__Texte de la page__.
********************

Le palladianisme anglais

Hérité des travaux d’Andrea Palladio, le palladianisme apparait dès le XVIIème siècle  en Europe. Jamais cependant ne s’est-il autant développé dans les îles britanniques et par conséquent en Amérique du Nord. En effet, au moment où le baroque bat son plein en Europe, les Anglais eux préfèrent un style plus sobre et géométrique. Alors, qu’est-ce que le palladianisme ? Comment se développe-t-il ?

Escalier à visse par Inigo Jones, photo d’E. Smith, RIBA Library

Ce nouveau style est directement influencé par l’architecture antique et notamment par les travaux du grand architecte italien Andrea Palladio. Ce dernier a écrit en quatre tomes un traité d’architecture qui est rapidement traduit en anglais. Dans son traité « Quattro libri dell’Architettura » (litt. Les quatre livres de l’architecture), il explique les principes fondamentaux de son style : la lumière y est primordiale, d’où la présence d’importantes baies toute autour de la maison, mais aussi de miroirs qui la font refléter dans les autres pièces intérieures. Les matériaux préférés sont surtout la pierre alors abondante en Italie depuis l’Antiquité, mais aussi en Angleterre. Ainsi la plupart des maisons néo-palladiennes sont réalisées en pierre, mais aussi en briques. Celle si forme des façades uniformes sur les quatre côtés de la maison ou villa. Le bois aussi est utilisé à l’intérieur, notamment pour former des colonnes et frontons autour des portes, parfois rehaussés d’or. A cela se rajoute le travail du stuc pour les décors de motifs romains comme les rinceaux végétaux, guirlandes ou encore feuilles d’acanthe sur les chapiteaux. Cependant, les fondamentaux de l’architecture palladienne restent la symétrie et les proportions. Celles-ci doivent être équilibrées d’où souvent un plan carré centré autour d’un hall ou d’une cour car elle permet entre autre une symétrie parfaite.

The Royal Banqueting House, palais de Whitehall (Londres), estampe, 1723-24, British Museum

Le palladianisme anglais se divise en deux périodes. La première phase débute avec l’arrivée des travaux de Palladio et leur traduction en Angleterre ainsi que l’œuvre d’Inigo Jones et son élève John Webb (1600-1670) puis revient quelques décennies plus tard sous le qualificatif de « néo-palladianisme » ( qui outre les travaux de Palladio,  cette deuxième phase reprend aussi les innovations des architectes de la première phase pour créer un style hybride aussi appelé à cette époque « National Style ». Inigo Jones (1573-1652) découvre l’œuvre de Palladio et les ruines antiques lors d’un voyage en Italie qui transformeront sa carrière. Il rapporte ses travaux en Angleterre et révolutionne l’architecture à travers la construction d’édifices emblématiques, à Londres en particulier : la Banqueting House (1619-22), Queen’s House à Greenwich (1616-19) ou encore quelques maisons et square couvert de Saint-Paul à Covent Garden. Le palladianisme devient alors un style royal, caractérisé par une géométrisation poussée, des plans sur cour, une façade scandée de colonnes aux fenêtres surmontées de frontons alternés d’arcs plein-cintre.

********************

Citez le passage du texte sur le palladianisme anglais compris entre « Hérité des travaux » et « Comment se développe-t-il ? », sans la moindre modification. Les enregistrements qui suivent n'ont aucun lien avec le texte sur le palladianisme anglais.

[Enregistrements conservés]
********************

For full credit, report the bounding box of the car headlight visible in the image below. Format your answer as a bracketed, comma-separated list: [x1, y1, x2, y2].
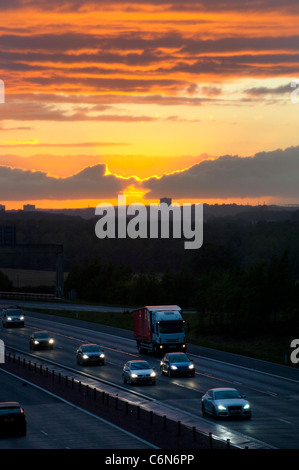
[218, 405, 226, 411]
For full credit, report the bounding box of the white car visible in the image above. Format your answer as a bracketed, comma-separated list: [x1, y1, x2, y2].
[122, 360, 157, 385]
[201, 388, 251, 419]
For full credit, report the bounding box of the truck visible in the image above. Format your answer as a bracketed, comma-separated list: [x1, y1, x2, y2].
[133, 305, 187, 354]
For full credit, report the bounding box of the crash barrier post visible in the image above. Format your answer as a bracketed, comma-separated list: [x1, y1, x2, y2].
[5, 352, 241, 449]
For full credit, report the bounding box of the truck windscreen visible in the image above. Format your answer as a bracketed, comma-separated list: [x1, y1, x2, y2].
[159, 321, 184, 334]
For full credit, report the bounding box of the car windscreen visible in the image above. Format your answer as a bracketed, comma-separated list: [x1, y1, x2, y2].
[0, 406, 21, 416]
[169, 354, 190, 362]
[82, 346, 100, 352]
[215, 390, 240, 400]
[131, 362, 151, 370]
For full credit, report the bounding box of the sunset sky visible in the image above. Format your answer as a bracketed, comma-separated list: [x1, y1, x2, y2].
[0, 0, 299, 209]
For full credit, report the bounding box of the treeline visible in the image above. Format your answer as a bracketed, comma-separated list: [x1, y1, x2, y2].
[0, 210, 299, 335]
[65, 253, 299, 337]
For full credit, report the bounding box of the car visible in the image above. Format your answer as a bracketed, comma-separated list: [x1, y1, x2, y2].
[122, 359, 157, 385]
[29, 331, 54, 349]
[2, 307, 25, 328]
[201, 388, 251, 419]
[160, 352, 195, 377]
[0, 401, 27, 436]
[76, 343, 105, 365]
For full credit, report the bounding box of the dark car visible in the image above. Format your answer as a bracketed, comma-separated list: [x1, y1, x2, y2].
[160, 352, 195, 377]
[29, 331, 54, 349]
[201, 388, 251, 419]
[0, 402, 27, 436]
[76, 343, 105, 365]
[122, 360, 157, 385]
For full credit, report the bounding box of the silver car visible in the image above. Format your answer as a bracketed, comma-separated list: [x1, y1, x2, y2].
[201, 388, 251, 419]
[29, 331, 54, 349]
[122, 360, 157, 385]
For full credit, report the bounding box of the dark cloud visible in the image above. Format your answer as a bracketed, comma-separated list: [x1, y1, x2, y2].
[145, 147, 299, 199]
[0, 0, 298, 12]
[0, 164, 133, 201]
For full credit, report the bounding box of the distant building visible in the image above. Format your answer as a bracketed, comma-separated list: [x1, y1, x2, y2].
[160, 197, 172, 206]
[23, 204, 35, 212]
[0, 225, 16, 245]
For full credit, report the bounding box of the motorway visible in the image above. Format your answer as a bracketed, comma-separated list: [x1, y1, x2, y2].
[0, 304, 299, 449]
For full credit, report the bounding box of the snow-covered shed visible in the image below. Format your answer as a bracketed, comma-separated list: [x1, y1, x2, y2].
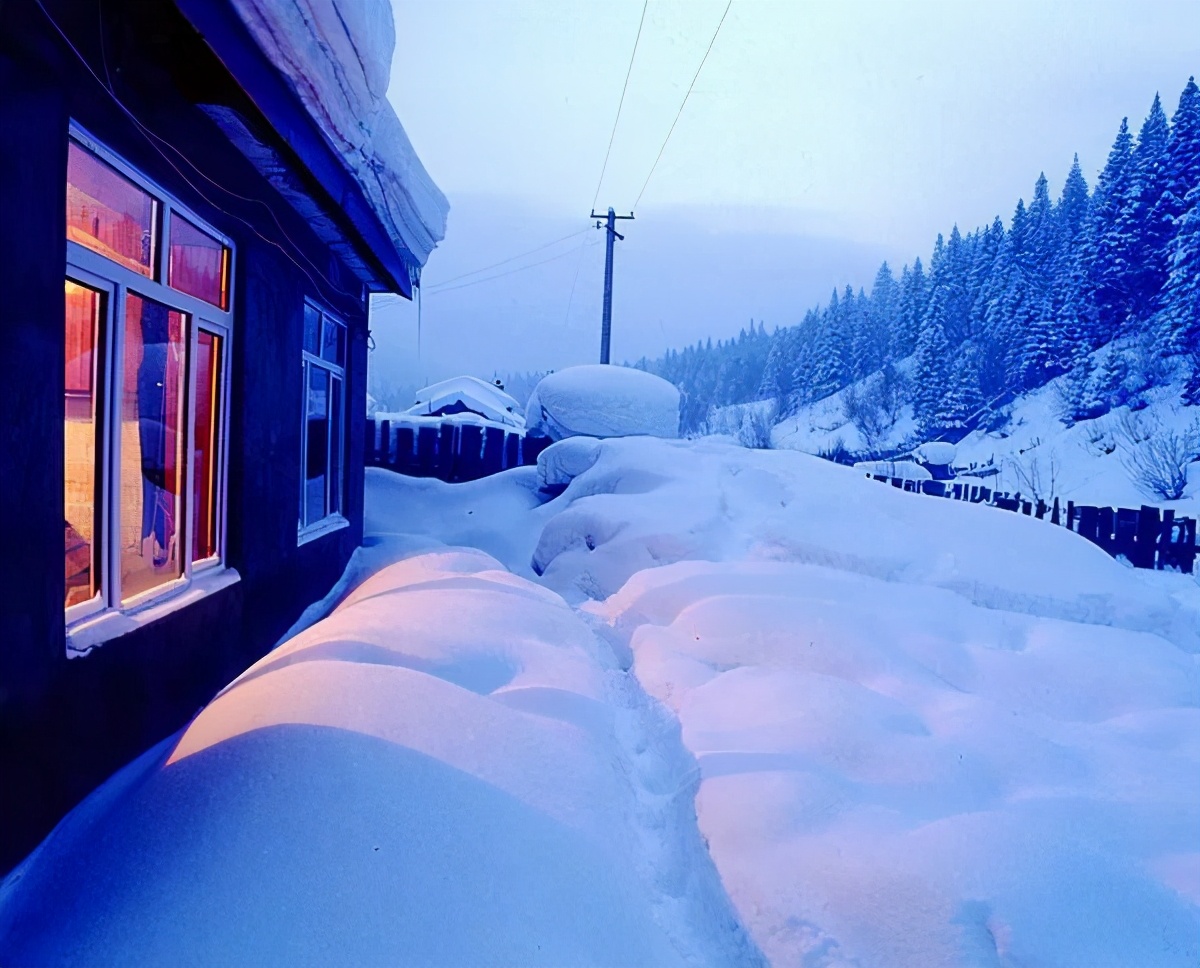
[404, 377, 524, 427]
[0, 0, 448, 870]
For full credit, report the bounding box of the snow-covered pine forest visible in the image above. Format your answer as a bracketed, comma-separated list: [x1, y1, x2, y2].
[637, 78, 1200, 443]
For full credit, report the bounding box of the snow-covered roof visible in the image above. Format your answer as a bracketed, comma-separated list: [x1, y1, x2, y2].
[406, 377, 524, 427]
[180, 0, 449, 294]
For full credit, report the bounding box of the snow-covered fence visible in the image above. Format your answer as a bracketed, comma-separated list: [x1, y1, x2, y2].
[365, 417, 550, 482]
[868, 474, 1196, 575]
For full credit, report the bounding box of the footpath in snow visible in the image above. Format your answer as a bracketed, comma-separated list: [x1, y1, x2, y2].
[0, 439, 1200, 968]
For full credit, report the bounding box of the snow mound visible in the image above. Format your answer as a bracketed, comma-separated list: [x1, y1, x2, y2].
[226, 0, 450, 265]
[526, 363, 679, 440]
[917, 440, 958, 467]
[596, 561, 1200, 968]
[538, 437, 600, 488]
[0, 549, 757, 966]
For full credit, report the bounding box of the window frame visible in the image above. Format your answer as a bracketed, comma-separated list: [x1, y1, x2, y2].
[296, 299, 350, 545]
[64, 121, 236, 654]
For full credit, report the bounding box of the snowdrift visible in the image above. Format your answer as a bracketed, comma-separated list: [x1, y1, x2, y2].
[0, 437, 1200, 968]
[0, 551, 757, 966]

********************

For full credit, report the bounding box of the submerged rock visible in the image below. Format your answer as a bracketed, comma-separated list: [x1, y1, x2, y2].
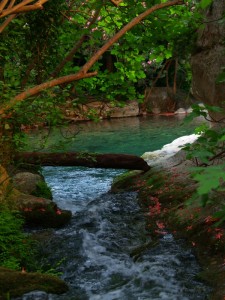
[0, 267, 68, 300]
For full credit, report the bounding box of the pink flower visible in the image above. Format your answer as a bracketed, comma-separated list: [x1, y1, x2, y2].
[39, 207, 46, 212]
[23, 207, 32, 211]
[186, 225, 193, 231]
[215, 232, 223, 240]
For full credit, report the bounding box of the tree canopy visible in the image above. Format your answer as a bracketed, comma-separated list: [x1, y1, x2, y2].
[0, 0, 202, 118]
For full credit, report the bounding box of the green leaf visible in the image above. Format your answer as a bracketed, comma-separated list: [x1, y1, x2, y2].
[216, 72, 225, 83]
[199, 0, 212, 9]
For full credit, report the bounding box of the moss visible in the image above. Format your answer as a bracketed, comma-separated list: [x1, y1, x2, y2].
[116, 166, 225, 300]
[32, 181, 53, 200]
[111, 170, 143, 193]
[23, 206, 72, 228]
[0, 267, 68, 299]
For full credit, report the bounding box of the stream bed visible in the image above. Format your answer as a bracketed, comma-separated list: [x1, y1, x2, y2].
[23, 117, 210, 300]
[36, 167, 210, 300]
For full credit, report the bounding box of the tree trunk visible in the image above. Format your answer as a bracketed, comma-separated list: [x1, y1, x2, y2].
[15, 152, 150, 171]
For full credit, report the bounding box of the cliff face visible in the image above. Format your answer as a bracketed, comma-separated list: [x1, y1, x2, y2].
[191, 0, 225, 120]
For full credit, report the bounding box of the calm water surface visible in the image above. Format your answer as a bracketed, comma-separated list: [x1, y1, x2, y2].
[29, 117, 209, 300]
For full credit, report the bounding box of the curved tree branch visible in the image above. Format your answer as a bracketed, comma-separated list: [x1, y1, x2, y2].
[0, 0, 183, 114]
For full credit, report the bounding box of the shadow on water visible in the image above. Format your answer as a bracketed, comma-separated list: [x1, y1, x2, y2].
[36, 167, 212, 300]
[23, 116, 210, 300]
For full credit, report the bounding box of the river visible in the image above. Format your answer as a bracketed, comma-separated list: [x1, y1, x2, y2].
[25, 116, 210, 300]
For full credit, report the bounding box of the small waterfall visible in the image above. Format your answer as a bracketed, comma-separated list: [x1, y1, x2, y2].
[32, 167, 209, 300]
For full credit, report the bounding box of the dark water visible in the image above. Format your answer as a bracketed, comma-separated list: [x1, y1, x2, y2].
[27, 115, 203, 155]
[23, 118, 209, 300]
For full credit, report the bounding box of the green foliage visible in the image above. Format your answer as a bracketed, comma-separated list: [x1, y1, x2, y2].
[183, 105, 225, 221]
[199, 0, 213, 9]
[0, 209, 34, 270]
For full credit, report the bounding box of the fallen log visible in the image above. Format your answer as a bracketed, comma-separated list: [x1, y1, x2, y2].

********************

__Résultat final__.
Hérité des travaux d’Andrea Palladio, le palladianisme apparait dès le XVIIème siècle  en Europe. Jamais cependant ne s’est-il autant développé dans les îles britanniques et par conséquent en Amérique du Nord. En effet, au moment où le baroque bat son plein en Europe, les Anglais eux préfèrent un style plus sobre et géométrique. Alors, qu’est-ce que le palladianisme ? Comment se développe-t-il ?